* Questão 1
Responda com base no texto sobre o Biscoito Globo:
(a) Em que jornal o repórter David Segal publicou sua descrição do biscoito?
(b) De que cidade o autor do texto diz ser?
(c) Que nome, segundo o autor, os paulistanos não usam para o biscoito de polvilho?
* Questão 2
Transcreva do texto sobre o Biscoito Globo o trecho que se inicia nas palavras "O parágrafo acima, em" e se encerra em "entretanto, é implacável.".
* Questão 3
Escreva a continuação do texto sobre o Biscoito Globo a partir da última frase apresentada.

* Trecho do texto

§

Por que os cariocas amam o Biscoito Globo?


"Para o paladar americano, um biscoito Globo é basicamente um cebolito gigante menos a cebola; ou o que você receberia se pedisse um pacote de Chee-tos sem queijo. Ele é textura quebradiça e nada mais – ar moldado em forma de rosquinha. Jogue um na sua boca: é como se os seus dentes estivessem numa festa em que a língua não foi convidada."

O parágrafo acima, em que o repórter David Segal descreve no New York Times o petisco praiano favorito dos cariocas (texto original em inglês aqui), provocou fúria e espanto do Leme ao Pontal. Como assim? Como um americano se atreve? Uma ofensa desse calibre em plenos Jogos Olímpicos, tempo de congraçamento internacional?

Tudo bem que Segal vai além, espinafrando a cena gastronômica do Rio como um todo, mas acertou em cheio um ponto nevrálgico ao falar do Biscoito Globo. O jornalista até tenta relativizar, começando a frase com "para o paladar americano". Seu veredicto, entretanto, é implacável.

O texto do NYT mistura críticas certeiras com uma dose enorme de preguiça jornalística (o sujeito anda a esmo numa cidade qualquer e quer comer bem?). Demonstra, acima de tudo, o julgamento arrogante que muitos americanos fazem sumariamente das culturas que desconhecem. Prepotência mais ignorância mais desdém mais uma falta aguda de sensibilidade.

Eu não sou americano: sou paulistano, o que não faz tanta diferença assim quando se trata de choque cultural com os cariocas. Deste lado da Via Dutra, nós nunca compreendemos muito bem a razão do culto ao Biscoito Globo. Alguns aderem sem entender – acham que se tornam cariocas ao imitar seus usos e costumes (invejinha branca, sacou?). Outros, como eu, questionam.

Sim, gostamos de biscoito de polvilho (e não, não o chamamos de bolacha; biscoito de polvilho é biscoito mesmo). Mas nossa percepção difere da carioca em dois pontos fundamentais:

1. Temos plena ciência de que biscoito de polvilho é um troço meio besta, meio sem graça. Gostamos assim mesmo.

§

* Dados armazenados
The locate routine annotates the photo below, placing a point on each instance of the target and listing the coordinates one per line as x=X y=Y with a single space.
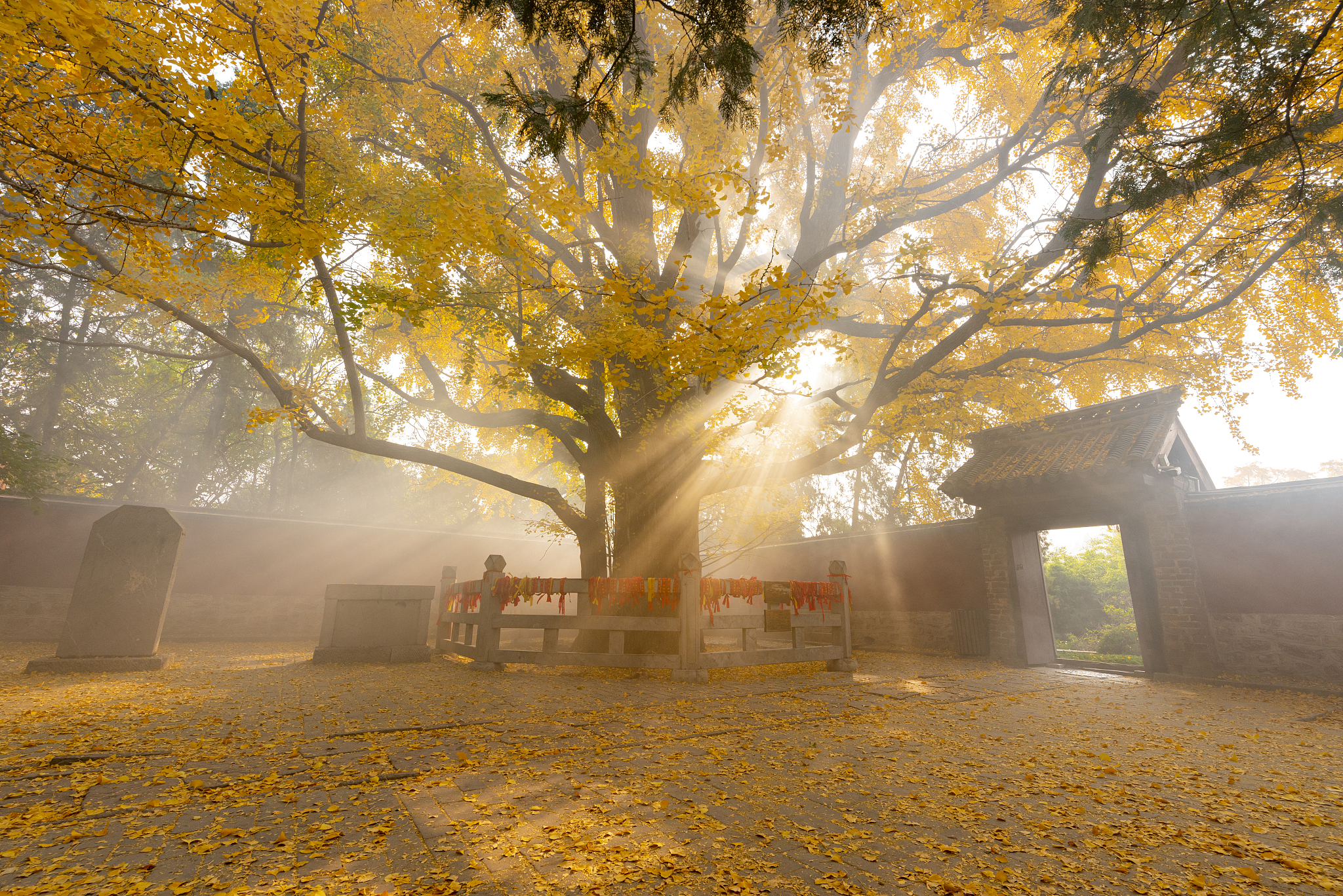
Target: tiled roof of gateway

§

* Resposta 1
(a) No New York Times.
(b) De São Paulo: ele se diz paulistano.
(c) Bolacha.

* Resposta 2
O parágrafo acima, em que o repórter David Segal descreve no New York Times o petisco praiano favorito dos cariocas (texto original em inglês aqui), provocou fúria e espanto do Leme ao Pontal. Como assim? Como um americano se atreve? Uma ofensa desse calibre em plenos Jogos Olímpicos, tempo de congraçamento internacional?

Tudo bem que Segal vai além, espinafrando a cena gastronômica do Rio como um todo, mas acertou em cheio um ponto nevrálgico ao falar do Biscoito Globo. O jornalista até tenta relativizar, começando a frase com "para o paladar americano". Seu veredicto, entretanto, é implacável.

* Resposta 3
2. Existem dezenas, quiçá centenas de marcas de biscoito de polvilho. São todas meio parecidas. Por que diabos eleger uma delas para endeusar? Será que no Rio só tem a marca Globo?

Nunca fiz a pesquisa de campo no Rio, mas desconfio que haja certa variedade de biscoitos. Em São Paulo, porém, não tínhamos o privilégio de desfrutar do maná das areias de Ipanema, do néctar precioso do Posto 8. Não tínhamos, agora temos. O Pão de Açúcar em frente à minha casa montou, nesta semana, um tabuleiro com dúzias e dúzias de saquinhos plásticos de Globo dos dois tipos: verde (salgado) e vermelho (doce).

Não é o mesmo produto que se compra nas areias da Zona Sul, uma amiga carioca adverte. Os ambulantes da praia se abastecem todas as manhãs com biscoito fresquinho, assado no dia, que eles vendem em sacos de papel e que se esgota antes do pôr-do-sol. Segundo essa amiga, a versão em plástico, encontrada em padarias e mercados, nem se compara. É o que temos em SP, porém. E a sanha consumista do paulistano não enxerga diferença entre papel e plástico.

Eu só havia experimentado o biscoito uma vez, em seu habitat. Estava velho e murcho. Não dava para emitir uma opinião isenta. Agora dá. Resolvi comprar um pacote de biscoito salgado e compará-lo com a marca que eu costumo levar para o Pedro emporcalhar o carro em viagens. Vamos aos competidores.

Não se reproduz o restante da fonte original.